Every line of the records counts; transcribe each one exactly.
Working data section start
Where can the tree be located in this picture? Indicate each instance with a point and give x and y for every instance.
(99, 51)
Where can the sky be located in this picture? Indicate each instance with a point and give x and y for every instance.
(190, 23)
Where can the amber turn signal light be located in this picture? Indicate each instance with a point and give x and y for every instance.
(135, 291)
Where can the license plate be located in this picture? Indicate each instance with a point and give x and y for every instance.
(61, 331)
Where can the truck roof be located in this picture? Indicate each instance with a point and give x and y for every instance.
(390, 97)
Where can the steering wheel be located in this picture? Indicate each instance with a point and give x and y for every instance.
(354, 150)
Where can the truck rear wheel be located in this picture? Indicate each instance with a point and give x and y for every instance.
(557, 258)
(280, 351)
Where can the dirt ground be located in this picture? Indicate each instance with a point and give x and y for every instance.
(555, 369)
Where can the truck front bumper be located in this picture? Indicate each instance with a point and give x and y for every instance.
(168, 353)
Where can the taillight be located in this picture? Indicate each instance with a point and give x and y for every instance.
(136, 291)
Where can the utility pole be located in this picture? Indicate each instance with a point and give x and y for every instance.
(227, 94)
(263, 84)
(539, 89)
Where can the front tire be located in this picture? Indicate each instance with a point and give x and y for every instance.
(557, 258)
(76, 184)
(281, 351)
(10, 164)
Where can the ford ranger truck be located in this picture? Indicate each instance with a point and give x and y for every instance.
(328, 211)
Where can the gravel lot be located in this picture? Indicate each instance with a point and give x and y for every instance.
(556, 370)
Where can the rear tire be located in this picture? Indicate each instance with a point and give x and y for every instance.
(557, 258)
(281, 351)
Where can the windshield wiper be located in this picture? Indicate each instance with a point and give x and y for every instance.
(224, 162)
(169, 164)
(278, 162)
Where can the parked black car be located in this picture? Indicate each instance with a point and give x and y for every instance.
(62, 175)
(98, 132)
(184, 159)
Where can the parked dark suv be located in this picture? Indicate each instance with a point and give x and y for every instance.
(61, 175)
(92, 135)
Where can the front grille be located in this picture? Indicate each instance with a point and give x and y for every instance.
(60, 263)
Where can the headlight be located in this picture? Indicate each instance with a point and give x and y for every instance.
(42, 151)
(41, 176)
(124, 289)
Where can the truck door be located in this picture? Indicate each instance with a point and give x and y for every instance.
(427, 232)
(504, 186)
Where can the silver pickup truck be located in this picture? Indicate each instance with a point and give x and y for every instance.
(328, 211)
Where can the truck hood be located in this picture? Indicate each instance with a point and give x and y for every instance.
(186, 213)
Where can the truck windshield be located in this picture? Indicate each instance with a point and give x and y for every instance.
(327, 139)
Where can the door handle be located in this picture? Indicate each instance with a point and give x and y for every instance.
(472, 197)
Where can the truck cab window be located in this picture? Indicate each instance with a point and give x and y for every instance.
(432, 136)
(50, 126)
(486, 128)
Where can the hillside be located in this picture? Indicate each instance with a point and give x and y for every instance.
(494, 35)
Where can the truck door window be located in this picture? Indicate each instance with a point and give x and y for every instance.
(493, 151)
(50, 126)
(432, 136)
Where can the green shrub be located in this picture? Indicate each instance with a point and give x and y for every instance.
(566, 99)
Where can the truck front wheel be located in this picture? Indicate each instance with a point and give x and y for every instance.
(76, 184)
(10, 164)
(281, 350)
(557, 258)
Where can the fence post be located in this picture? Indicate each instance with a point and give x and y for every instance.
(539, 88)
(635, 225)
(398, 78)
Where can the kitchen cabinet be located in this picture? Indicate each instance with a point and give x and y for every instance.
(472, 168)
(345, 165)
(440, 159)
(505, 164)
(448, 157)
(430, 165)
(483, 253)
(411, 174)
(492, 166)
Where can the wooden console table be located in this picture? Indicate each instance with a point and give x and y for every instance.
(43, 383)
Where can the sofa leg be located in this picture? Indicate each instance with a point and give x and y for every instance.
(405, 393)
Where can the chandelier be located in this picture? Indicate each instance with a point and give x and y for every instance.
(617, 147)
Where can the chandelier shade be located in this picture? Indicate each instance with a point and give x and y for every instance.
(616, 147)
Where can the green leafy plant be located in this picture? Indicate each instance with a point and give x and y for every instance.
Working data section end
__Output for this exercise__
Where can the tree be located in this picture? Indicate each instance with a point and give x and y for every instance.
(99, 51)
Where can the sky be located in this picture? Indicate each instance with a point and give x and y for every instance.
(190, 23)
Where can the amber turn signal light be located in this picture? Indicate each instance with a point and give x and y for every instance.
(135, 291)
Where can the license plate be located in this picture? Indicate each instance with a point and give x and y for every instance.
(61, 331)
Where can the truck roof be located in this picture? Indicate each instance with a point and give x and y for every instance.
(390, 97)
Where can the steering wheel be located in this picture? Indicate each instance with a point and give x and y for every instance.
(354, 150)
Where can the truck rear wheel be located in this picture? Indicate each instance with a point and give x and y for every instance.
(557, 258)
(280, 351)
Where can the dirt ground be located in this picture? Indicate each instance with a point and give x and y for every instance.
(555, 369)
Where can the truck front bumper be located in this picture? Indicate each instance with a point and give x and y for every instance.
(168, 353)
Where can the taillight be located in this picture? Indicate each instance with a point and give x and y for every instance.
(136, 291)
Where can the utility pole be located in this picture? Indicate each instance with a point and give x and y for every instance.
(227, 94)
(263, 84)
(539, 89)
Where can the front tire be located in this picture? Indicate each instance with a point and give x and y for every instance.
(557, 258)
(76, 184)
(281, 351)
(10, 164)
Where can the ford ranger truck be located in this picture? Indicate each instance with a point and give x and y for every instance.
(328, 211)
Where can the gravel lot be located in this picture? Indicate each instance with a point and give x and y for every instance.
(556, 370)
Where can the rear tire be located in this picture? Indicate each instance with a point and give x and y for every instance.
(557, 258)
(281, 351)
Where can the windshield wiper be located in this picture? Indicate each instance with a point and give x and y for every instance.
(224, 162)
(169, 164)
(278, 162)
Where can the parked black car be located in this picture? Indicate each instance with a point and give x and y for every instance.
(62, 175)
(98, 132)
(184, 159)
Where can the parked dark suv be located in this picture? Indicate each instance with a point and give x and y for every instance.
(61, 175)
(92, 135)
Where can the front grille be located in this picture? Indicate each instance with a point and give x and y for every instance.
(60, 263)
Where can the headlight be located in this picture? Indicate each instance with a point and give x and y for every instance.
(42, 151)
(41, 176)
(124, 289)
Where can the truck door be located in this picture? Indicate each instance with a point and give x and y for every instance.
(427, 232)
(504, 186)
Where can the silver pickup truck be located in this picture? Indicate each instance with a point and give x and y for every instance.
(328, 211)
Where can the truck hood be located in this picture? Indicate each instance with a point and give x and y for every instance.
(186, 213)
Where can the truck windshield be located in this picture? Indicate each instance with a point and give x and y for every instance.
(327, 139)
Where can the door handle be located in this picture? Indicate each instance with a point and give x and y for every instance.
(472, 197)
Where can the truck cab window be located in this picture? Indicate each instance with a point and give x and y for every instance.
(432, 136)
(50, 126)
(486, 128)
Where can the hillside be located in this picture? Indicate each instance with a point and give x and y for every instance.
(494, 35)
Where can the truck door window be located in this picture? Indicate each instance with a point and give x and y for every instance.
(493, 151)
(50, 126)
(432, 136)
Where can the green shrub be located in this picture? Indicate each instance with a point and give x and y for every instance.
(566, 99)
Where can the truck front wheel be located in this picture? Indicate each instance with a point and give x and y for every instance.
(76, 184)
(10, 164)
(281, 350)
(557, 258)
Where can the fence post be located in this picture? Indicate each instance with a point and give x and y for every instance.
(539, 88)
(635, 225)
(398, 78)
Where can the kitchen cabinet be located in this picture? Indicate each instance with a point and give x and y for every instance.
(472, 168)
(345, 165)
(440, 159)
(505, 164)
(448, 157)
(430, 165)
(483, 253)
(411, 174)
(492, 166)
Where can the wooden console table be located in this picture? Indicate each instance with a point and give x and y for every instance.
(43, 383)
Where can the sofa leg be located in this picture? Indicate each instance with a point and give x and y for every instance.
(405, 393)
Where can the chandelier be located in this picture? Indicate each instance with a point and give x and y for every instance.
(617, 147)
Where can the chandelier shade be located in this picture? Indicate each instance with a point and give x and y for every instance.
(616, 147)
Where can the green leafy plant be located in this picture? Indicate each instance with a point and give x and y for every instance.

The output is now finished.